• [Aim]: Reproduce each of the following items word for word, keeping every character and line break unchanged.

____ Given information

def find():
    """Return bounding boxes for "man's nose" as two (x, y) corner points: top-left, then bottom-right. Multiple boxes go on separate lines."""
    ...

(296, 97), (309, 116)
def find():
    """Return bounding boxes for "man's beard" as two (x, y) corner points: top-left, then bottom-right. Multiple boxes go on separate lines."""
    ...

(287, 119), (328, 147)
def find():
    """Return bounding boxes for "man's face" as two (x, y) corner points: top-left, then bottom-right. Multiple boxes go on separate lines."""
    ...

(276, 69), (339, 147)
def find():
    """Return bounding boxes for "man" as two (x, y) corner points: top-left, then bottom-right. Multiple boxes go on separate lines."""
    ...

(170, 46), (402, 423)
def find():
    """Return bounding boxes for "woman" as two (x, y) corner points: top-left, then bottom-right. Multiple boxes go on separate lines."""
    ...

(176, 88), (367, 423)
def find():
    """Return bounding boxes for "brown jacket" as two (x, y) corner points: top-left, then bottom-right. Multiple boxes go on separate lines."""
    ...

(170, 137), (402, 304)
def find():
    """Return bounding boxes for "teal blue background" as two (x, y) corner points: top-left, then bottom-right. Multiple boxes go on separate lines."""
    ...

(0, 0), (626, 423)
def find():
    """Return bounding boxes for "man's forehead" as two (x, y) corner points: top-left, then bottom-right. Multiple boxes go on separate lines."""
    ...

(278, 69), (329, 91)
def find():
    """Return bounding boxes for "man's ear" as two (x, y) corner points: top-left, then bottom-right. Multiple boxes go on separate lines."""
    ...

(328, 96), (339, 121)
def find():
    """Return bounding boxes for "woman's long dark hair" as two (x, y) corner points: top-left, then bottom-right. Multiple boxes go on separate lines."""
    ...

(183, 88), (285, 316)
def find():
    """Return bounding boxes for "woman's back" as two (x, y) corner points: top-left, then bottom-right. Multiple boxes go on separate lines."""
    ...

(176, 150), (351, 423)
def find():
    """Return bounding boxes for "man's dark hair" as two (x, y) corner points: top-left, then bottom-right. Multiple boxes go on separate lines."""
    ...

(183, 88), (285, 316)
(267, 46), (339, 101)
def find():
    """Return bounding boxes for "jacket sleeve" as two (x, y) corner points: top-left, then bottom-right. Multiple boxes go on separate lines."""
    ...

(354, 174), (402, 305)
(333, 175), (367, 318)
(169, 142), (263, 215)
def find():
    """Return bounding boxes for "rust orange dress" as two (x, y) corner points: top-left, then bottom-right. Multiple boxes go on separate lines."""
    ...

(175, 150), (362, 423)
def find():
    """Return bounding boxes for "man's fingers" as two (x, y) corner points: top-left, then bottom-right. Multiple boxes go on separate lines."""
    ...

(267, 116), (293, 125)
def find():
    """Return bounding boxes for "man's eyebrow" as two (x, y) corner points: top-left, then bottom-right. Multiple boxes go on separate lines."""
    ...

________

• [Exercise response]:
def find():
    """Return bounding boxes for "man's nose" as two (x, y) corner points: top-left, then bottom-right. Multiple boxes go on separate lines."""
    ...

(296, 97), (309, 116)
def find():
    """Return bounding boxes for "man's beard" as two (x, y) corner points: top-left, then bottom-right. Multiple boxes go on separate lines."""
    ...

(287, 119), (328, 147)
def find():
    """Return bounding boxes for "man's face" as two (x, y) corner points: top-left, then bottom-right. Multiple boxes go on separate lines."""
    ...

(276, 69), (339, 147)
def find():
    """Return bounding boxes for "man" as two (x, y) corner points: top-left, then bottom-right. Multiple boxes go on separate lines."""
    ...

(170, 46), (402, 423)
def find():
    """Return bounding boxes for "woman" as two (x, y) corner points: top-left, then bottom-right. Multiple boxes go on separate lines."""
    ...

(176, 88), (367, 423)
def find():
    """Return bounding boxes for "brown jacket" as two (x, y) corner points: top-left, then bottom-right. Multiple boxes go on separate lines."""
    ...

(170, 137), (402, 304)
def find():
    """Return bounding boxes for "teal blue background" as two (x, y) corner points: top-left, then bottom-right. Multiple boxes go on separate lines."""
    ...

(0, 0), (626, 423)
def find():
    """Return bounding boxes for "man's forehead" as two (x, y) corner points: top-left, then bottom-right. Multiple boxes go on separate lines."""
    ...

(278, 69), (329, 91)
def find():
    """Return bounding boxes for "man's ear" as two (x, y) corner points: top-left, then bottom-right. Multiple boxes go on separate lines."""
    ...

(328, 96), (339, 121)
def find():
    """Return bounding boxes for "woman's long dark hair" as two (x, y) corner points: top-left, then bottom-right. Multiple boxes go on separate lines."""
    ...

(183, 88), (285, 316)
def find():
    """Return bounding boxes for "woman's back" as two (x, y) corner points: top-left, then bottom-right. Multiple boxes go on separate lines."""
    ...

(176, 150), (351, 423)
def find():
    """Return bounding boxes for "man's dark hair" as two (x, y) corner points: top-left, then bottom-right. Multiple boxes go on separate lines."""
    ...

(183, 88), (285, 316)
(267, 46), (339, 101)
def find():
    """Return bounding boxes for "jacket sleeve" as two (x, y) corner points: top-left, then bottom-right. Multiple boxes go on separate lines."""
    ...

(354, 174), (402, 305)
(333, 175), (367, 318)
(169, 142), (263, 215)
def find():
    """Return bounding boxes for "rust orange dress" as two (x, y) corner points: top-left, then bottom-right. Multiple boxes go on separate lines."""
    ...

(175, 150), (362, 423)
def find():
    """Return bounding boxes for "man's fingers" as two (x, y) corner points: top-left, then bottom-right. Multiple boxes go on separate lines."""
    ...

(267, 116), (293, 125)
def find():
    """Return bounding boxes for "man's eyebrow" as two (x, y) corner points: top-left, then bottom-right. Multiple boxes go on separate lines."""
    ...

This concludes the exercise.